### ACTION ITEM
Within the material that follows, how many lines include the string "below"? Answer with the number and nothing more.
--
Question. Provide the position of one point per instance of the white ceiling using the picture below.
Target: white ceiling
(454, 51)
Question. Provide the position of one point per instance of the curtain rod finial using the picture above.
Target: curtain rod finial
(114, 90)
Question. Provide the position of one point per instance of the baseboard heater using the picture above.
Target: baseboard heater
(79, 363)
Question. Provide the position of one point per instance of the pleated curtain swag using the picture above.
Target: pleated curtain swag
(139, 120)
--
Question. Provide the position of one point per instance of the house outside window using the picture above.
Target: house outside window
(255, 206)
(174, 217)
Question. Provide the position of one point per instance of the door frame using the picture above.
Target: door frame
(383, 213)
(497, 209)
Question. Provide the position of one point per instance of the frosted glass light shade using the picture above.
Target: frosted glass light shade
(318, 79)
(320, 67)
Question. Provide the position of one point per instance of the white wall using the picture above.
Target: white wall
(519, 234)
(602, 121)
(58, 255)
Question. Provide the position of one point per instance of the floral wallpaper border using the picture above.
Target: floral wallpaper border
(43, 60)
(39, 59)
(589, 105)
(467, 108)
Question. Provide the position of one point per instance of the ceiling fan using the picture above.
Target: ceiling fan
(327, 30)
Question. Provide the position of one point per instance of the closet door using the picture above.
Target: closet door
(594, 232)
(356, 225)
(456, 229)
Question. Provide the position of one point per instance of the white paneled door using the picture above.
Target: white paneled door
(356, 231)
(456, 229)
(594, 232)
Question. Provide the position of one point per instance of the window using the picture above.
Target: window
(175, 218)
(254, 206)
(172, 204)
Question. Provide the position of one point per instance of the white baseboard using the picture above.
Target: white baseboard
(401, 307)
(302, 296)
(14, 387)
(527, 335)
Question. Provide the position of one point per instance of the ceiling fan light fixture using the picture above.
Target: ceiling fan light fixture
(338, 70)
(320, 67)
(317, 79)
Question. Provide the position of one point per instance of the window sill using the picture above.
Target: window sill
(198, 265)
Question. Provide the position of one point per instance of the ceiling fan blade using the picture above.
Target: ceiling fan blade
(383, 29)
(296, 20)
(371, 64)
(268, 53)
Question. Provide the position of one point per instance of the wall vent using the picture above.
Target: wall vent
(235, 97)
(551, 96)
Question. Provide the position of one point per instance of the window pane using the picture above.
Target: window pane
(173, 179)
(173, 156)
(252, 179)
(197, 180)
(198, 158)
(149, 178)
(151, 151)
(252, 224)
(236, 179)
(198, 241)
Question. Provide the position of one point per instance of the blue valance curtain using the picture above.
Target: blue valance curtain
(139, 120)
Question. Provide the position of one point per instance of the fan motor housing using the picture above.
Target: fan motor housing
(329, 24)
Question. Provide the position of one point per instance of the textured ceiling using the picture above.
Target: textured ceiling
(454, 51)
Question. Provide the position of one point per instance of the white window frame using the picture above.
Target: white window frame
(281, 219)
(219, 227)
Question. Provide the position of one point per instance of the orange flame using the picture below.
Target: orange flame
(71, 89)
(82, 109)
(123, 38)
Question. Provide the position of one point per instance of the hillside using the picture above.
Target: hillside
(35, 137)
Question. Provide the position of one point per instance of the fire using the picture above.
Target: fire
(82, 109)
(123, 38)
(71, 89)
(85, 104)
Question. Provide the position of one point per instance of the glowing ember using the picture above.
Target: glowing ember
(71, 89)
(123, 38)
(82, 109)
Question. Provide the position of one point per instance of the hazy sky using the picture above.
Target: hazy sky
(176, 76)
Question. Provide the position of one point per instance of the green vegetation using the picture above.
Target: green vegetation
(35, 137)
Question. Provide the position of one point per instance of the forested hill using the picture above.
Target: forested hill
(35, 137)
--
### WRITTEN ANSWER
2